Written instruction:
Report each row below that contains the word "locate", copying every such row in full. Case counts.

Dataset excerpts:
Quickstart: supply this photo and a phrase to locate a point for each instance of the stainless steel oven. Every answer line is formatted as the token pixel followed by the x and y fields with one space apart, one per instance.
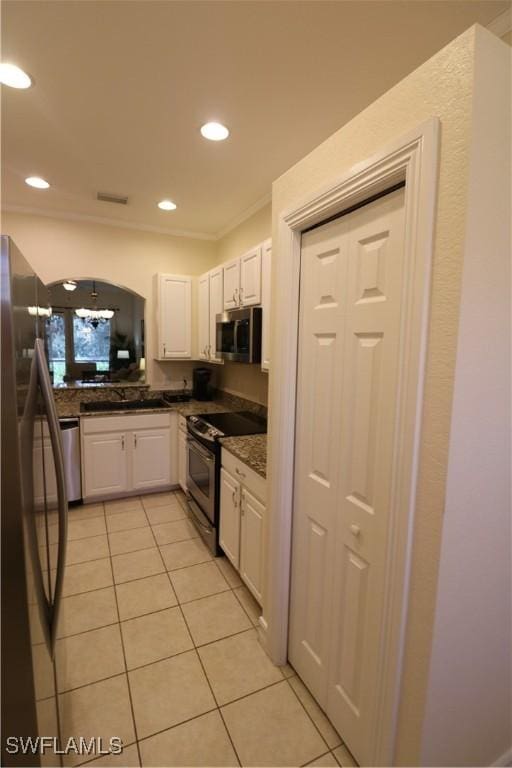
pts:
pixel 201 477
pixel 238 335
---
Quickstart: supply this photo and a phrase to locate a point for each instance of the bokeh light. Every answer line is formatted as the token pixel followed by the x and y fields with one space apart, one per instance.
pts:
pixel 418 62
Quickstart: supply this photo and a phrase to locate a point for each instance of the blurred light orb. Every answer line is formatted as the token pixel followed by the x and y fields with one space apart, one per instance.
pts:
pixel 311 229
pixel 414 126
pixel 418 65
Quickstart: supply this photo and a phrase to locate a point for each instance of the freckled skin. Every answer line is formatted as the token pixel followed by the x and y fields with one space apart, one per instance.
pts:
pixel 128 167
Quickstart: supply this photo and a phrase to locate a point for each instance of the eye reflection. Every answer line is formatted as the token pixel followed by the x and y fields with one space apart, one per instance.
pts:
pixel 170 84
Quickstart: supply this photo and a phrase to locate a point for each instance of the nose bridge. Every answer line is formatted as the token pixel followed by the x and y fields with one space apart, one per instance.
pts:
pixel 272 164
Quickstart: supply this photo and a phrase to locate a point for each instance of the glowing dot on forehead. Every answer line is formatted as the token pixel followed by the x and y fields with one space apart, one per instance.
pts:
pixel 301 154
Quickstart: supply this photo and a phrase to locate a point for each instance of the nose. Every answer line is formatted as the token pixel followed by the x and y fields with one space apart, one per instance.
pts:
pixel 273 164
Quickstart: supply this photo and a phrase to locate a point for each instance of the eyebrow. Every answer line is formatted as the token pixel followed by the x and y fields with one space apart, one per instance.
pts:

Solution for this exercise:
Quickstart: supply this photo and a phrase to locate a point for each instance of the stainless steel oven. Every answer line is formatted as the token pixel followed by the x and y fields with one space apart, one per instance.
Quickstart: supply this photo and a phrase to locate a point for each instance of the bokeh light. Every answer line is formatted as the token pixel followed by the x and y fields with one space apart, one per instance.
Quickstart: supply this photo and a phrase to locate a point for each instance of the blurred light orb. Every answer line is formatted as the token pixel followed by the x and y fields with one space apart, one per instance.
Quickstart: supply this photo and a phrase to locate a point for each instance of the freckled skin. Every answer line is formatted as the token pixel followed by the x and y fields with one space apart, one per instance.
Quickstart: supply this photo and a phrase to locate a point for each instance of the eye reflection. Every answer line is formatted as the token pixel followed by the x and y fields with one space apart, one per instance.
Quickstart: supply this photo and a phrase to locate a point for each instance of the nose bridge. Every answer line is formatted as the token pixel followed by the x and y fields with one space apart, one per instance.
Quickstart: supply this photo and a phrase to locate a point for each instance of the glowing dot on forehead. Every answer line is formatted as the token pixel followed by the x and y fields with one space apart, one per instance.
Quickstart: supply this photo and a phrase to locate a point for each instance of the nose. Every answer line is formatted as the token pixel followed by the x and y fields with one space apart, one per instance.
Quickstart: supply this photo and a phrase to locate a point for each instance of the eyebrow. Every answer line is formatted as the token pixel followed by the x and y fields with one space apart, one per instance.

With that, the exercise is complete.